EXERCISE PASSAGE Start Marker
2.2. Support Preparation

Ten grams of spent coffee grounds (SCG) were subjected to extraction using a Soxhlet apparatus. Initially, 150 mL of water was utilized for 4 h, followed by 150 mL of hexane, which was heated in a flask to its boiling point of 68 °C, allowing vapor to rise through the extractor and condense in the condenser for 12 cycles of solvent transfer. Subsequently, 150 mL of ethanol, with a boiling point of 78 °C, was employed under the same conditions as hexane. After each solvent change and the final extraction, the SCG was dried at 80 °C until a constant weight was reached. The resulting defatted material, free of polyphenols, was then used in the immobilization process. The obtained water, hexane, and ethanol extracts were stored for further analysis.

2.3. Extraction Yield and Total Polyphenol Content in the Obtained Extracts

The extraction yield was determined based on the precise masses of the SCG used for extraction and the remaining SCG after the process. The total polyphenolic contents in the water and ethanolic extracts were determined using the Folin–Ciocalteu method according to Rybak et al. [21]. The content of phenolic compounds was calculated as chlorogenic acid equivalents (mg CGA/g SCG).

2.4. Elemental Compositions of Spent Coffee Grounds

Total C, N, and S contents were determined by dry combustion (Vario MacroCube, Elementar, Langenselbold, Germany).
EXERCISE PASSAGE End Marker
DATA TO EXAMINE Start Marker
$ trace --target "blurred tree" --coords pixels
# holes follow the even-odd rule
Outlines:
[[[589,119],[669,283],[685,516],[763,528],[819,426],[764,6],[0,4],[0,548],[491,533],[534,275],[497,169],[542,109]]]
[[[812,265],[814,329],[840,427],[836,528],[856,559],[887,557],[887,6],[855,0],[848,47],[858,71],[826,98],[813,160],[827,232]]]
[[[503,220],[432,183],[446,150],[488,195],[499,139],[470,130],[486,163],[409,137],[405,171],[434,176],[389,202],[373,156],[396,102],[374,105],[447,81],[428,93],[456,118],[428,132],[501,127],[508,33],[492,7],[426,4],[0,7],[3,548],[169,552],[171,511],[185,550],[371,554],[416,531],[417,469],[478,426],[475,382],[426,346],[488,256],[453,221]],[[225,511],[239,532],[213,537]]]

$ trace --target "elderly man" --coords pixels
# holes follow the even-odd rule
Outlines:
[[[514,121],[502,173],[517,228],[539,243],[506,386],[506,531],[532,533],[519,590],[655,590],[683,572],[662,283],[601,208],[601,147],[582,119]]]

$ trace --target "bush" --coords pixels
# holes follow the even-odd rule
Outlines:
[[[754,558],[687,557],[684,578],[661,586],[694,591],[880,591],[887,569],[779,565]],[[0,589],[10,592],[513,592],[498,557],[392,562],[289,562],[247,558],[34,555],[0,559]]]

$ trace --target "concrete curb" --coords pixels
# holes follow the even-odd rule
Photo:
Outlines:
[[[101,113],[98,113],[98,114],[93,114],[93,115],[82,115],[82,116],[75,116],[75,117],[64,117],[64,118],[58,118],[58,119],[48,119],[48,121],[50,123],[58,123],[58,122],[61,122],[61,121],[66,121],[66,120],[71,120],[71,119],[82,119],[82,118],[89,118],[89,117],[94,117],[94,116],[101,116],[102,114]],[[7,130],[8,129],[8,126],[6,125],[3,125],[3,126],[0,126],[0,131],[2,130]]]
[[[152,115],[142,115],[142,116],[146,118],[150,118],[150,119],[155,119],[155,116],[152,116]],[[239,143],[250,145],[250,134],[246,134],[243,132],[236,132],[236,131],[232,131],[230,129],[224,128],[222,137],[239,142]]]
DATA TO EXAMINE End Marker
Transcribe everything in the spent coffee grounds passage from "2.2. Support Preparation" down to "for further analysis.". The rows come from a source other than the spent coffee grounds passage.

OUTPUT BELOW —
2.2. Support Preparation

Ten grams of spent coffee grounds (SCG) were subjected to extraction using a Soxhlet apparatus. Initially, 150 mL of water was utilized for 4 h, followed by 150 mL of hexane, which was heated in a flask to its boiling point of 68 °C, allowing vapor to rise through the extractor and condense in the condenser for 12 cycles of solvent transfer. Subsequently, 150 mL of ethanol, with a boiling point of 78 °C, was employed under the same conditions as hexane. After each solvent change and the final extraction, the SCG was dried at 80 °C until a constant weight was reached. The resulting defatted material, free of polyphenols, was then used in the immobilization process. The obtained water, hexane, and ethanol extracts were stored for further analysis.